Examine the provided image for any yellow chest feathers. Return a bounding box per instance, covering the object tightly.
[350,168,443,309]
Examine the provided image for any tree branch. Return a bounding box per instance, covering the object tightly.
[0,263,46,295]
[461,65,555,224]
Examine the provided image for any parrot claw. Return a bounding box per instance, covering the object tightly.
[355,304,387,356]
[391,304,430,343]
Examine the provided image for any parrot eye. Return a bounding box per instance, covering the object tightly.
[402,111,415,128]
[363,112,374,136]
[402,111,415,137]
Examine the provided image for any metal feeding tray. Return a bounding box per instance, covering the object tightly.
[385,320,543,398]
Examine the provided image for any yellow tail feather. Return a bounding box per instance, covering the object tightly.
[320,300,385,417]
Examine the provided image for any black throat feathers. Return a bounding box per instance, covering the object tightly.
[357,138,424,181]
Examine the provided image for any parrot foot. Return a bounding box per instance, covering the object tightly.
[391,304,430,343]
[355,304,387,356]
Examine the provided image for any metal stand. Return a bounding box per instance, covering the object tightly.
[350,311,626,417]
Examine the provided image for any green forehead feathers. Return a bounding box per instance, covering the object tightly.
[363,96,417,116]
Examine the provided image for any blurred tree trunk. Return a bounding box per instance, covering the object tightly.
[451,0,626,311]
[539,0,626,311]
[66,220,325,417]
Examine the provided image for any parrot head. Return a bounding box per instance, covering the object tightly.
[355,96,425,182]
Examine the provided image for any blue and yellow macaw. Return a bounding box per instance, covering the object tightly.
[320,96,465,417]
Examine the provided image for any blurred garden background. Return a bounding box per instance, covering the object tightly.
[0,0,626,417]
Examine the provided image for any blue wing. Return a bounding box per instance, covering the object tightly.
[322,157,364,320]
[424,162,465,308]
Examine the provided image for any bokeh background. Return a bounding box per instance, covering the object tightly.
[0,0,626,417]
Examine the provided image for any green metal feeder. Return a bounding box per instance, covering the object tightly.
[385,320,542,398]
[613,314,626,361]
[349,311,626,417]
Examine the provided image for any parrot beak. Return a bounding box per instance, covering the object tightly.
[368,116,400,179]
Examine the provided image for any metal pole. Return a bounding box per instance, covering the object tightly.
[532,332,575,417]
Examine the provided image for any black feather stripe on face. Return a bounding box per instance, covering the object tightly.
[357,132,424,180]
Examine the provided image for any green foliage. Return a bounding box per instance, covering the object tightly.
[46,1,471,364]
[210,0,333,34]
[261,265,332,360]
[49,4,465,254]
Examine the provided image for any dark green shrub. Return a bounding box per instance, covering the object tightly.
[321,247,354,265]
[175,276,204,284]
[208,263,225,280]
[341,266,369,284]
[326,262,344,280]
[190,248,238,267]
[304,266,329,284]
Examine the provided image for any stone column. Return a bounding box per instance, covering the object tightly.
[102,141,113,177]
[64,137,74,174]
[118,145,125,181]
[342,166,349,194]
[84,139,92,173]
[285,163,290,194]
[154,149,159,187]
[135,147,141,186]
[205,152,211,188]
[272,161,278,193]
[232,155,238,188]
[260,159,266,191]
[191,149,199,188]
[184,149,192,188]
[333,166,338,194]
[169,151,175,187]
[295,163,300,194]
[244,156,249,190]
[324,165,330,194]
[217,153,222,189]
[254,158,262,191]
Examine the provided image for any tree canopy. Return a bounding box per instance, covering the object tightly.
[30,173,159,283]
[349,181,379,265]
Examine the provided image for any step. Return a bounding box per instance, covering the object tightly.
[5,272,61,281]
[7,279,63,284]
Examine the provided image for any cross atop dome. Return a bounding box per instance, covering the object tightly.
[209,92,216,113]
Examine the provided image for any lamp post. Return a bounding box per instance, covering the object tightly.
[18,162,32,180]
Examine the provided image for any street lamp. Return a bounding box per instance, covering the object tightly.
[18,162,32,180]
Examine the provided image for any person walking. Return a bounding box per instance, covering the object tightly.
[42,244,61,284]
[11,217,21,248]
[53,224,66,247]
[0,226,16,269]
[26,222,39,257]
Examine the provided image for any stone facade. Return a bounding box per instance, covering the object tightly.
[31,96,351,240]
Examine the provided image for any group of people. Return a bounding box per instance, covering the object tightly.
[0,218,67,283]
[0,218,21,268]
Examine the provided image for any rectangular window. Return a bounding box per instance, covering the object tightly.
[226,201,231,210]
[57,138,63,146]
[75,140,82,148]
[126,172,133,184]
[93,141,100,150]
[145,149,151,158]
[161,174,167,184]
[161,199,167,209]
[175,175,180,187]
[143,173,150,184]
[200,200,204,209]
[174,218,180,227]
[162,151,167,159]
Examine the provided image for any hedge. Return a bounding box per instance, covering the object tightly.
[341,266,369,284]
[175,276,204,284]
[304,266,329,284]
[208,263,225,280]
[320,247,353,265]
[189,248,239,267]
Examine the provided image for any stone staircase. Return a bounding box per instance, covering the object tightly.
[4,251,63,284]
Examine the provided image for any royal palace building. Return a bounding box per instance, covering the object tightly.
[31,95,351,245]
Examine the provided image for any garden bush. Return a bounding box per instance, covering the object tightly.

→ **WORK TO COMPLETE**
Update all of the data above by replacing every occurrence of "covering the object tightly" with "fitting the object closely", keeping everything else unchanged.

→ **FINISHED ANSWER**
Examine the provided image for any yellow chest feathers. Return a bounding box per instance, fitting the object closely.
[350,168,443,309]
Examine the provided image for any tree branch. Return a bounding box per instance, fitting the object closely.
[0,263,46,295]
[461,65,555,224]
Examine the provided image for any parrot claw. Return a bounding box per instance, fitting the object closely.
[355,304,387,356]
[391,304,430,343]
Examine the provided image for any parrot eye. Return a bounding box per instance, fitting the object closely.
[402,111,415,128]
[363,112,374,136]
[402,111,415,137]
Examine the provided image for any metal feeding tray. Return a bounding box per instance, fitting the object closely.
[385,320,543,398]
Examine the provided image for any yellow tail feather. Return a bounding box per instance, fitting the object closely.
[320,300,385,417]
Examine the provided image for any black throat feathers. Return a bounding box per instance, fitting the object closely.
[357,138,424,181]
Examine the provided image for any parrot foot. Return a bounding box per instance, fitting the object closely.
[391,304,430,343]
[355,304,387,356]
Examine the provided image for any metal stand. Return a bounding box per instance, fitting the object closely.
[350,311,626,417]
Examine the provided image for any green forehead feathers. Return a bounding box per instance, fitting the object closely.
[363,96,417,116]
Examine the provided image for any blurred tree trunk. Return a bounding box per instance, fitting the object closely.
[451,0,626,311]
[539,0,626,311]
[66,220,325,417]
Examine the provided image for any parrot head. Return a bounding box per instance, fitting the object closely.
[355,96,425,182]
Examine the provided image for any blue and yellow macaw. Return a bounding box per instance, fitting the object closely.
[320,96,465,417]
Examine the provided image for any blurred garden background. Return a bounding box per instance, fitting the object closely.
[0,0,626,417]
Examine the provided image for any blue wing. Return a bounding box per instance, fitting the object closely.
[322,157,364,320]
[424,162,465,308]
Examine the provided image for any bokeh background. Return a bounding box per instance, fitting the object closely.
[0,0,626,417]
Examine the provided image for any green metal feeder. Return a bounding box per instance, fitting the object closely.
[385,320,542,398]
[613,314,626,361]
[349,311,626,417]
Examine the provided image for any parrot beak. Return a bounding box per instance, fitting the object closely.
[368,116,400,179]
Examine the provided image for any metal pole. Return a bounding box per instance, fitting the object closely.
[532,332,575,417]
Examine the provided image for any black feather stripe on face. Return a bounding box per instance, fitting the object closely.
[357,132,424,180]
Examine the provided image for any green foliage. Return a bounding box per instance, fitting the object closely.
[46,1,471,364]
[210,0,333,34]
[261,265,332,360]
[49,4,465,254]
Examine the provided image for any dark green shrub. Return a bounding box per instance, fitting the object closely.
[321,247,354,265]
[175,276,204,284]
[208,263,225,280]
[341,266,369,284]
[326,262,344,280]
[190,248,238,267]
[304,266,329,284]
Examine the provided image for any stone column. Return a bounding box per instance, fitting the object closely.
[102,141,113,177]
[64,137,74,174]
[118,145,125,181]
[342,166,349,194]
[84,139,92,173]
[285,163,290,194]
[154,149,159,187]
[135,147,141,186]
[205,152,211,188]
[272,161,278,193]
[232,155,238,188]
[260,159,266,191]
[191,149,199,188]
[184,149,192,188]
[333,166,338,194]
[169,151,175,187]
[295,163,300,194]
[244,156,249,190]
[324,165,330,194]
[217,153,222,189]
[254,158,262,191]
Examine the provided image for any tree canopy. Return a bounding box per instance, fitting the object closely.
[30,173,159,283]
[349,181,379,265]
Examine the provided image for any step. Return a bounding box per instance, fitting the object closely.
[5,272,61,281]
[7,279,63,284]
Examine the provided image for any cross atop dome. Return a bounding box per instance, fitting the object closely.
[209,92,216,113]
Examine the provided image for any lamp post. Return a bounding box per instance, fitting the object closely.
[18,162,32,180]
Examine the provided image for any street lamp. Return a bounding box per instance, fitting the object closely.
[18,162,32,180]
Examine the provided image for any person walking. Return a bounding box per instance, fitting the object closely.
[42,244,61,284]
[11,217,21,248]
[53,224,66,247]
[0,226,16,269]
[26,222,39,257]
Examine the provided image for any stone facade. Return a bounding box per instance, fitting the object closely.
[31,96,351,240]
Examine the provided image for any group of people. Return a bounding box per instance, fitting the object closely.
[0,218,67,283]
[0,218,21,268]
Examine the provided image for any rectangular window. Return a bounding box per instance, fitting the object closely.
[226,201,231,210]
[57,138,63,146]
[75,140,82,148]
[126,172,133,184]
[93,141,100,150]
[145,149,151,158]
[161,174,167,184]
[161,199,167,209]
[175,175,180,187]
[143,173,150,184]
[200,200,204,209]
[174,218,180,227]
[162,151,167,159]
Examine the provided image for any hedge. Return a bounding box per instance, fitting the object closely.
[341,266,369,284]
[175,276,204,284]
[304,266,329,284]
[208,263,225,280]
[320,247,353,265]
[189,248,239,267]
Examine the provided image for any stone staircase. Return a bounding box per instance, fitting the object closely.
[4,251,63,284]
Examine the provided image for any royal palace building. Return a bounding box per instance, fitting the object closely.
[31,95,351,245]
Examine the provided image for any garden bush. Return a bounding box per instance, fitting the object closely.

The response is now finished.